• [Task brief]
Throughout the listing below, show every line in which "tree" occurs.

• [Information]
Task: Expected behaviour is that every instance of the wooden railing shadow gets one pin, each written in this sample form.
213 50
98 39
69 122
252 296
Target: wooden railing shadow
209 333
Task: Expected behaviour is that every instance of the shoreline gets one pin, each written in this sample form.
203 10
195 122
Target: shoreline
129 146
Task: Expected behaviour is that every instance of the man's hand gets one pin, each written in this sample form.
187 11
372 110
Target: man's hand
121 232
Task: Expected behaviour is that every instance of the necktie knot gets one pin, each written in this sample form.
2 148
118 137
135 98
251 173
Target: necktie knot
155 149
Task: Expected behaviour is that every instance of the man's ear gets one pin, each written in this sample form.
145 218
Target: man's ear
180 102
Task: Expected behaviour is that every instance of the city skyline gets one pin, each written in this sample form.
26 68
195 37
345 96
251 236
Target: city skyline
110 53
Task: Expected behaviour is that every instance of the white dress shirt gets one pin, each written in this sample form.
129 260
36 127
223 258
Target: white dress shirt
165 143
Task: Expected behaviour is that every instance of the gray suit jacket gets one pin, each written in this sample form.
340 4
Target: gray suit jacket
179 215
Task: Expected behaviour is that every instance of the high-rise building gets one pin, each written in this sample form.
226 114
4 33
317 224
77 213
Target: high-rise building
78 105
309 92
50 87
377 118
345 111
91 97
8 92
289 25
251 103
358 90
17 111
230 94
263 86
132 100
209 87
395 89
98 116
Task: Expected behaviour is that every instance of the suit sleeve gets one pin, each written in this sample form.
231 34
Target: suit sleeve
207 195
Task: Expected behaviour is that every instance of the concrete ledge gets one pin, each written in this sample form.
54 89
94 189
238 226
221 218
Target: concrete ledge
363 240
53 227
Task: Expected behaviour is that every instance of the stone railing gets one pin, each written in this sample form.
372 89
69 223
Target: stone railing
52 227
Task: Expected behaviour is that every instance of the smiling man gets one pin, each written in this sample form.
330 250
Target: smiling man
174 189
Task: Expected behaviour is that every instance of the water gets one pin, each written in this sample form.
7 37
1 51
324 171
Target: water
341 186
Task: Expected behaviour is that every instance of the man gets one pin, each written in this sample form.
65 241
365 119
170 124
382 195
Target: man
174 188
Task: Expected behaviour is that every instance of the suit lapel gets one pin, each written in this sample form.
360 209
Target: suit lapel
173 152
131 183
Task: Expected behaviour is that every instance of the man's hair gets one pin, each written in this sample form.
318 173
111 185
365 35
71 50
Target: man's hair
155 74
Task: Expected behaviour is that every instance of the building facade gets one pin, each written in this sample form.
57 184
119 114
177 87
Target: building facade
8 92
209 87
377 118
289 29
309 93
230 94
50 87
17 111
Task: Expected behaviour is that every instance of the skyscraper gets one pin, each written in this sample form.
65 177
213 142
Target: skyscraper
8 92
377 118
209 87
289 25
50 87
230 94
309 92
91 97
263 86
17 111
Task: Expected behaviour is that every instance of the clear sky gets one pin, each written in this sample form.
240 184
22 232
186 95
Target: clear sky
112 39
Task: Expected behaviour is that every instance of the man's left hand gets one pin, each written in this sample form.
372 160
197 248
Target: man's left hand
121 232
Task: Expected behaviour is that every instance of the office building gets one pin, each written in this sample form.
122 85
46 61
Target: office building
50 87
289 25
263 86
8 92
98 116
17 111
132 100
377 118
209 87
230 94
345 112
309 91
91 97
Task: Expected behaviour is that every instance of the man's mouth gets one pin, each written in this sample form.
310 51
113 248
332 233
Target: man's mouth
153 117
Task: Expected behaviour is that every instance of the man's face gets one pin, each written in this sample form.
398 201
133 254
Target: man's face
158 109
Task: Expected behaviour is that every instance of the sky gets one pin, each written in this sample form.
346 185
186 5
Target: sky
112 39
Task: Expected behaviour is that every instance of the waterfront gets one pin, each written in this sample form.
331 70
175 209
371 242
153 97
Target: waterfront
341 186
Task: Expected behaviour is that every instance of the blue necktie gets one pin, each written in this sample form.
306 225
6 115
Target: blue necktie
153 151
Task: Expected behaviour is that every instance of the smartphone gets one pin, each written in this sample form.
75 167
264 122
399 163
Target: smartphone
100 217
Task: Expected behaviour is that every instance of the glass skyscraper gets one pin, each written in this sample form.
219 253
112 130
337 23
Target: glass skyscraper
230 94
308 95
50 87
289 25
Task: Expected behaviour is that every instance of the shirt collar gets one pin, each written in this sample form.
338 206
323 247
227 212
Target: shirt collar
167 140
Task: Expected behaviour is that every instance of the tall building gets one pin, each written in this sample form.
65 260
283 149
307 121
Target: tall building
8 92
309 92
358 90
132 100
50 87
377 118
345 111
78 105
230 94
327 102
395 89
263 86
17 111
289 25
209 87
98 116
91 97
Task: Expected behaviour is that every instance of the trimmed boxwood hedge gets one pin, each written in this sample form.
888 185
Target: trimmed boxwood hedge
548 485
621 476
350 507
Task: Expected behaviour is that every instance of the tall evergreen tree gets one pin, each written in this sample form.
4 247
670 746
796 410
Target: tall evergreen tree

• [Response below]
Task: Expected behaviour is that every instance of the tall evergreen tree gets one pin, each written in this sample form.
Target: tall evergreen tree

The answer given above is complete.